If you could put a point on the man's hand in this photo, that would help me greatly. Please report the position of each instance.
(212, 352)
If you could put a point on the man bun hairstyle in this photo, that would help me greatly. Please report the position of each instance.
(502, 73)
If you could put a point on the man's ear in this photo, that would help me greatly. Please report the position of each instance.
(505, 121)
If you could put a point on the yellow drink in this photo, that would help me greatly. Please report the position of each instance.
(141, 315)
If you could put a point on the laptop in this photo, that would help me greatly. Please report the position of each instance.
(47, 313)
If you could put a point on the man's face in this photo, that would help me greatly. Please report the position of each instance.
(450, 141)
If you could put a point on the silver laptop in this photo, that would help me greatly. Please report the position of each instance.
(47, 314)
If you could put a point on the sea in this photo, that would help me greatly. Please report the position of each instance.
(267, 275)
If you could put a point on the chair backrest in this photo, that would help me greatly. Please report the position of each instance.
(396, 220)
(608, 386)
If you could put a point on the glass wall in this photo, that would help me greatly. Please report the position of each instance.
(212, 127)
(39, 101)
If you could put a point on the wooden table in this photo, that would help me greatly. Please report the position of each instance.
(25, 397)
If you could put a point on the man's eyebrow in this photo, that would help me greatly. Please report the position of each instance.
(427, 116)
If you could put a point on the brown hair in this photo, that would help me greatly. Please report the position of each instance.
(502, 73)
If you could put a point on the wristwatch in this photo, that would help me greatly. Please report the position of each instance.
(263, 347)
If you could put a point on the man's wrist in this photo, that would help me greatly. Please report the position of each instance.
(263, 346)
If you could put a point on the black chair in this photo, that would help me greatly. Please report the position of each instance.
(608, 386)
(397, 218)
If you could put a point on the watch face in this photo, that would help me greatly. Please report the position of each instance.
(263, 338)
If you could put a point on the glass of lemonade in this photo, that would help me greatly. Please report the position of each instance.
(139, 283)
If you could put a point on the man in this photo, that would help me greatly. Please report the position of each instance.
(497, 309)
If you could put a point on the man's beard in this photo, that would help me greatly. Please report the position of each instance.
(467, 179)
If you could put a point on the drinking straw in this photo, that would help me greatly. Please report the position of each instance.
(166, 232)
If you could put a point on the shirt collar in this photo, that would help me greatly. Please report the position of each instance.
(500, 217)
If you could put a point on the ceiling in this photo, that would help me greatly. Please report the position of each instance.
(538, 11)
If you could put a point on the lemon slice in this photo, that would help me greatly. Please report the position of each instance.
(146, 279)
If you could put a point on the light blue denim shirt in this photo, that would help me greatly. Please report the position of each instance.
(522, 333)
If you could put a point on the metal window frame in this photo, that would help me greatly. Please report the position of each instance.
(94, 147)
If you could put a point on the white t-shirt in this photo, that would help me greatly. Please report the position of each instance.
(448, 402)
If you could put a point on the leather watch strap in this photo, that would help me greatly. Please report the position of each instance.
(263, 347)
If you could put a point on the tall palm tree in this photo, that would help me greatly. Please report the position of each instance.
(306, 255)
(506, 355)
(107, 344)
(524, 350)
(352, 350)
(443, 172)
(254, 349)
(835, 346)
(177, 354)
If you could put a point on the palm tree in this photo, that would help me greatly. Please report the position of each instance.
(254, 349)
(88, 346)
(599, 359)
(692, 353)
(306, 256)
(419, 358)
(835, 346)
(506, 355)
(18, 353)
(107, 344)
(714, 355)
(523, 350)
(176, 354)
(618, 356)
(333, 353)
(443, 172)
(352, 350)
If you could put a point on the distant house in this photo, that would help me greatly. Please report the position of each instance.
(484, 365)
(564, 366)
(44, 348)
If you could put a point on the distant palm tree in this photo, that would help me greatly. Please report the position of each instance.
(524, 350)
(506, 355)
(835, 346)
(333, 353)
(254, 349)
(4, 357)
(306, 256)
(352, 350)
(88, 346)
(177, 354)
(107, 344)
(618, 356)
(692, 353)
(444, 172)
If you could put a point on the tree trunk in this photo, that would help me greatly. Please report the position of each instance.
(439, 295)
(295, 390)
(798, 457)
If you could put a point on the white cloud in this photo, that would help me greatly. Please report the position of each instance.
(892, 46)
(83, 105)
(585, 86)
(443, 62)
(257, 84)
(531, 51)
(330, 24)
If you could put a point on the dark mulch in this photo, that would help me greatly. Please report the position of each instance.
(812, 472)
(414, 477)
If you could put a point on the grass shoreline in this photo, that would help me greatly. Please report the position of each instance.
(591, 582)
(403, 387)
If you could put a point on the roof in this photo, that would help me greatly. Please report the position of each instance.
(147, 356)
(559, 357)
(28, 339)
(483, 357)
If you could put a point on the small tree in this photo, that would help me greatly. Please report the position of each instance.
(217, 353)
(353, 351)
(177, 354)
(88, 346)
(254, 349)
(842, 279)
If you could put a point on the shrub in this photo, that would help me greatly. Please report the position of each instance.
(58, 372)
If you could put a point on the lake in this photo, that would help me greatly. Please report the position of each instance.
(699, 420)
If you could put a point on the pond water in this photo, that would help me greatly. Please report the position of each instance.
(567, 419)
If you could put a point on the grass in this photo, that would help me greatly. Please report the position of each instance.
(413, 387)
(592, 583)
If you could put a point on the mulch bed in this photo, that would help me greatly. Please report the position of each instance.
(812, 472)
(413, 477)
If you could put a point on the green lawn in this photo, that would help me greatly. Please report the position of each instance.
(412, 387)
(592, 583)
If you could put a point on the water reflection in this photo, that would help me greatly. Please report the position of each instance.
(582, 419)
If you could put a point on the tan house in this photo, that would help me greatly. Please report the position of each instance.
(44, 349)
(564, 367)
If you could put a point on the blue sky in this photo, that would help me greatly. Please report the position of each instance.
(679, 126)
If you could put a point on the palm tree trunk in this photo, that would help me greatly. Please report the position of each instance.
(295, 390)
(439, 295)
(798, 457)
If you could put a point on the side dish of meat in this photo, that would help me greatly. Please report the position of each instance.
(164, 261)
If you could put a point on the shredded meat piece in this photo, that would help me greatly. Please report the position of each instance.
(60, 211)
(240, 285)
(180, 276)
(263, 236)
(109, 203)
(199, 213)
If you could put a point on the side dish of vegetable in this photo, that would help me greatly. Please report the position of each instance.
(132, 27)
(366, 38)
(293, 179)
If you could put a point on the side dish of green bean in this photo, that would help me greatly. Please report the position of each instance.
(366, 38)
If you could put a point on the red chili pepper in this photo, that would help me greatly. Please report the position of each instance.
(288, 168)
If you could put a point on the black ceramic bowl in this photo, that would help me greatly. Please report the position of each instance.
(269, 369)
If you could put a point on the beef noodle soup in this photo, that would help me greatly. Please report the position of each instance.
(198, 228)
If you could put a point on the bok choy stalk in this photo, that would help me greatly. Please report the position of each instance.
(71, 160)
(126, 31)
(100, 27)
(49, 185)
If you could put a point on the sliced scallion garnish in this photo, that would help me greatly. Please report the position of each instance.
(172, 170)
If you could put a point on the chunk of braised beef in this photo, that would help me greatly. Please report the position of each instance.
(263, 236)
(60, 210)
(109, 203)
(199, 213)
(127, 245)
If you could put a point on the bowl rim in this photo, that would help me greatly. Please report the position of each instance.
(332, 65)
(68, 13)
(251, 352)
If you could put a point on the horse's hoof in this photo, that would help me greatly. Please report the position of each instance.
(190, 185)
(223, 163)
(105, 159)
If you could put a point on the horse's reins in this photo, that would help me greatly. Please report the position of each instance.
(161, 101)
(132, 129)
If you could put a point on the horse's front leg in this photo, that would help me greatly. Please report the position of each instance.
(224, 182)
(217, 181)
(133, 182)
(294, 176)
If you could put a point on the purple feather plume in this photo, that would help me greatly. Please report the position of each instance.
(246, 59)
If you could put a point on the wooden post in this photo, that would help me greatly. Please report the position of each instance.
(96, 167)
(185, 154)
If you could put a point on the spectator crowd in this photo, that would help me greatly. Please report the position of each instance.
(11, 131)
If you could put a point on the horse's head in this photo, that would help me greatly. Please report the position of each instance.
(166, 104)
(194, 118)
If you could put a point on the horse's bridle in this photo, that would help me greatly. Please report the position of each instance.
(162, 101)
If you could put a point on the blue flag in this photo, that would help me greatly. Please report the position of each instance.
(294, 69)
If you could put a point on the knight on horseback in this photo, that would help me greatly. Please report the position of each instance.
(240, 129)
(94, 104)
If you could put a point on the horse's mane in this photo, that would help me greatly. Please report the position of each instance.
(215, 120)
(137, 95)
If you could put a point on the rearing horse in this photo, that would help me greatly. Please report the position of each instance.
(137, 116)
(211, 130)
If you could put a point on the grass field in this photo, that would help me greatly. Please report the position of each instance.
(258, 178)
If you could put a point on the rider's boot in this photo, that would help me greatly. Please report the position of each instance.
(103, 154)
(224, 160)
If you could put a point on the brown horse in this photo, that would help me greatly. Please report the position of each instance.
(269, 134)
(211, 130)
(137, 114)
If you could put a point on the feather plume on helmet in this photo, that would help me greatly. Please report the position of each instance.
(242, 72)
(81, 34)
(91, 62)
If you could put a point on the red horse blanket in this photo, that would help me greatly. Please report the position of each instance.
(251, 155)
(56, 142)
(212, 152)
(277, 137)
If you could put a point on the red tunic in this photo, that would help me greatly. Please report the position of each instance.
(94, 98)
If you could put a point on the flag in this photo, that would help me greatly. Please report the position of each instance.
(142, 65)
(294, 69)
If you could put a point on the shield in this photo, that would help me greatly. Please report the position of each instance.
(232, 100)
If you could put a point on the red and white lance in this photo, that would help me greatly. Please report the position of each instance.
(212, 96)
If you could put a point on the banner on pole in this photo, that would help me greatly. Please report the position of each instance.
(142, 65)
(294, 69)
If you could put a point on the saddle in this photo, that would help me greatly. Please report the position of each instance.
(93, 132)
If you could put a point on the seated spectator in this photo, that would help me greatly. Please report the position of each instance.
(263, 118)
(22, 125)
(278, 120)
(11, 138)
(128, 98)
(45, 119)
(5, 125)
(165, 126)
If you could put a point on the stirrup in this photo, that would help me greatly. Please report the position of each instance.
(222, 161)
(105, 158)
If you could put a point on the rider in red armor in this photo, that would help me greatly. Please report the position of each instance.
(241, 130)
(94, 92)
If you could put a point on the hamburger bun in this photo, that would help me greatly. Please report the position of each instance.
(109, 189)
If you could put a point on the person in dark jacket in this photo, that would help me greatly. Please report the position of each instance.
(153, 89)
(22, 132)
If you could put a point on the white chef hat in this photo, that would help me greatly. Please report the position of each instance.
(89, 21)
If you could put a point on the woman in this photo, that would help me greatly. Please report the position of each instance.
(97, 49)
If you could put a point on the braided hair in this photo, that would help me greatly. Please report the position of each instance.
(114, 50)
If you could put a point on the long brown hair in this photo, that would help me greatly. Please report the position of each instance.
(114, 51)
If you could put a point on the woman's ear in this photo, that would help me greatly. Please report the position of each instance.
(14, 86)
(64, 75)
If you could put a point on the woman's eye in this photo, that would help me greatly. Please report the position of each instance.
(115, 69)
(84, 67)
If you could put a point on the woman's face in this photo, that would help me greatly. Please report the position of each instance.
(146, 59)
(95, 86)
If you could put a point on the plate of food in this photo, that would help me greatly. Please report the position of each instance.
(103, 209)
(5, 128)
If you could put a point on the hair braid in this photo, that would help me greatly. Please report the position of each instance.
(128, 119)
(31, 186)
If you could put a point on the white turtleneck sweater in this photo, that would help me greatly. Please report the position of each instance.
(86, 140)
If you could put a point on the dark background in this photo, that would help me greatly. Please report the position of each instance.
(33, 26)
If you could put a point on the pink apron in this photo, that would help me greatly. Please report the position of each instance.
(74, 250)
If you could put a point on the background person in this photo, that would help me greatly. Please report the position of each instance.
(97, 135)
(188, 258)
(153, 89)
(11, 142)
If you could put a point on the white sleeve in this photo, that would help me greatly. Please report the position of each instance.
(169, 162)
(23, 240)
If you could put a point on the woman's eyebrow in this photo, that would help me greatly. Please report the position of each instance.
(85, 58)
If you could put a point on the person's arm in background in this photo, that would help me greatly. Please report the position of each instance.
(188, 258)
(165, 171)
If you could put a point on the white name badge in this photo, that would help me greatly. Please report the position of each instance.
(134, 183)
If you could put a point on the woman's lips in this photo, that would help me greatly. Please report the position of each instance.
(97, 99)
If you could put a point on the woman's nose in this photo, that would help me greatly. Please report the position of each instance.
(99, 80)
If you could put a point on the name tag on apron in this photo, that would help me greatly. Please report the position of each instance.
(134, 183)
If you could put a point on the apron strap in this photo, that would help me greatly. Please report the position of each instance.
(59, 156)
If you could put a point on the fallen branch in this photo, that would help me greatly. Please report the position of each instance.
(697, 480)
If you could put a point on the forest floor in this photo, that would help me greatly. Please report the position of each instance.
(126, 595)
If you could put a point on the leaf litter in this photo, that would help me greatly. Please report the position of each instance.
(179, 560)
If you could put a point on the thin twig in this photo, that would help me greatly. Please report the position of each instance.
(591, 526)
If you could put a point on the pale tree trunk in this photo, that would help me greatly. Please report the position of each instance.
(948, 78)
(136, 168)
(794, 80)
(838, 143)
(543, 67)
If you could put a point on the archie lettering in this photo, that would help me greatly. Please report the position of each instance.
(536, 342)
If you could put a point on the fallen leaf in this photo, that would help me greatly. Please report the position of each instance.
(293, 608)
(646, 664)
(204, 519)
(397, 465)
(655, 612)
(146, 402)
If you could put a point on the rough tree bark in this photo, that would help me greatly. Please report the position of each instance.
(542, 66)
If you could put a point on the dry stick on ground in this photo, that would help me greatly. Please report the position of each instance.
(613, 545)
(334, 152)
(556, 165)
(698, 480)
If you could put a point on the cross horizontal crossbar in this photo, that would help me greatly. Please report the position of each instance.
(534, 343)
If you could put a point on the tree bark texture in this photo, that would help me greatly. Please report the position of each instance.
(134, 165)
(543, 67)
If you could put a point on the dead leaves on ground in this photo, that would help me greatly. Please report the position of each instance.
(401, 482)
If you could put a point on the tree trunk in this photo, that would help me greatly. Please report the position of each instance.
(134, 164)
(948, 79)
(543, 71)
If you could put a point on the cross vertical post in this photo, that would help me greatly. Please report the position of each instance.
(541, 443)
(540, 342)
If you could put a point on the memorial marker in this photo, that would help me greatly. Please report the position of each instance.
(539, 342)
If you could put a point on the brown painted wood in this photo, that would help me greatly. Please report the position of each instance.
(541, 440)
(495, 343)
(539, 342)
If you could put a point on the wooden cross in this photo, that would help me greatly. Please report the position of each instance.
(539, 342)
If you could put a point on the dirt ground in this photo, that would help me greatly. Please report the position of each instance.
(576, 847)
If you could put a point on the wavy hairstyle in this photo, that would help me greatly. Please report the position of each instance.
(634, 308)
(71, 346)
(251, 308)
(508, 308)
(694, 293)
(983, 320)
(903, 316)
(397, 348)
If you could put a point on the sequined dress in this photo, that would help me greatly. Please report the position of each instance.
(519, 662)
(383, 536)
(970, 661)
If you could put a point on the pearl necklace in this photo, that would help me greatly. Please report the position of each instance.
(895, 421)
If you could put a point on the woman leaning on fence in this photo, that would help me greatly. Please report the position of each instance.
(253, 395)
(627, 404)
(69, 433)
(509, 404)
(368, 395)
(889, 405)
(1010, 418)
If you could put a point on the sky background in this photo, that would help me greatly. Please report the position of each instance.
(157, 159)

+--

• Instructions for the task:
Print exactly the lines above, starting at the line that contains "If you could put a point on the wooden cross" and ending with the last line of the records, both included.

• Task output:
If you could put a point on the wooden cross in this photo, that would help me greatly. Please report the position of each instance.
(539, 342)
If you could put a point on the dirt ground in this photo, that would help me greatly. Please report the position of each instance.
(576, 847)
If you could put a point on the wavy hairstyle in this photo, that would help me greatly. Please report the position of each instance.
(634, 308)
(71, 346)
(251, 308)
(508, 308)
(694, 293)
(983, 320)
(903, 316)
(397, 348)
If you could put a point on the sequined dress in this photo, that would help me greatly. Please report the position of each instance.
(519, 662)
(383, 536)
(970, 661)
If you could put a point on the pearl necklace in this photo, that would help me greatly. Please report the position of each instance.
(895, 421)
If you could put a point on the woman leaning on fence in this photo, that would help me greatly. Please report the position of each instance.
(253, 395)
(627, 404)
(69, 433)
(509, 404)
(368, 395)
(889, 405)
(1010, 418)
If you could put a point on the sky background in this photo, that would help me greatly. Please report the position of each instance.
(157, 159)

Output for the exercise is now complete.